* Start *

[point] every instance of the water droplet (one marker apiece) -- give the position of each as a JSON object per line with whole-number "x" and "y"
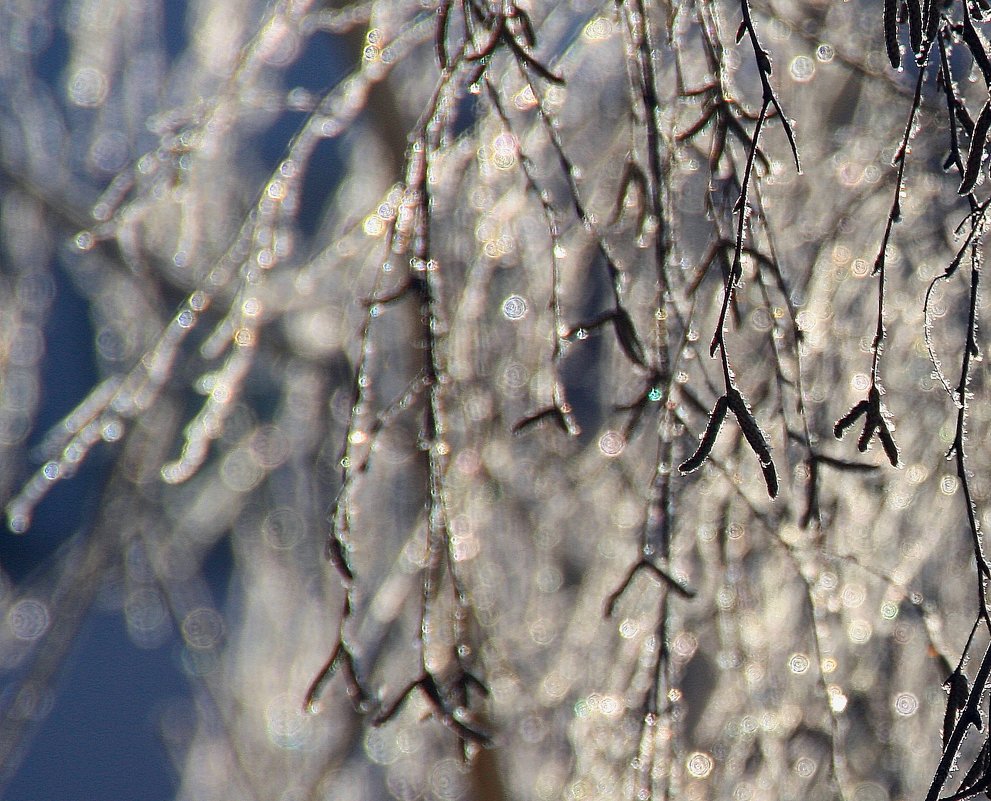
{"x": 514, "y": 307}
{"x": 799, "y": 663}
{"x": 906, "y": 704}
{"x": 28, "y": 619}
{"x": 699, "y": 765}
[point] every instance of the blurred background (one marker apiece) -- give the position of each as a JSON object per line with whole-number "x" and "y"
{"x": 430, "y": 288}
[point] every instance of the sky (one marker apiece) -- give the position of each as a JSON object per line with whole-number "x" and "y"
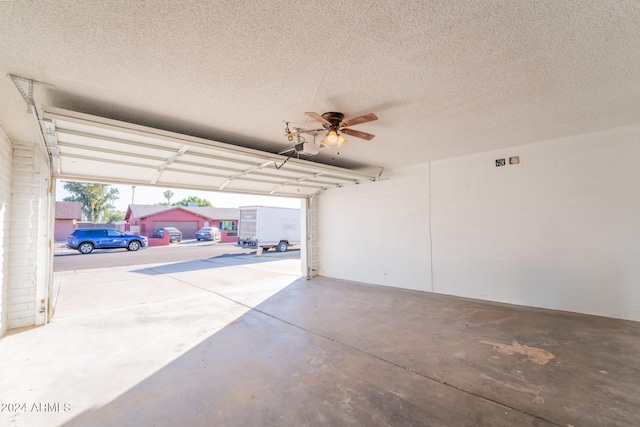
{"x": 153, "y": 195}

* End *

_The problem_: Return every line of the records above word for word, leaving out the pictures.

_Task solution_:
[point] every instance of the water droplet (one marker apiece) -- give the position of each as a JSON object per line with whole-number "x" and "y"
{"x": 514, "y": 307}
{"x": 799, "y": 663}
{"x": 906, "y": 704}
{"x": 28, "y": 619}
{"x": 699, "y": 765}
[point] every instance of the blurred background (one marker apiece) -- give the position of each as a JSON object per line with whole-number "x" and "y"
{"x": 430, "y": 288}
[point] every instance of the sky (one marker apiece) -- give the position of each as a JSON object per line with whole-number "x" and "y"
{"x": 153, "y": 195}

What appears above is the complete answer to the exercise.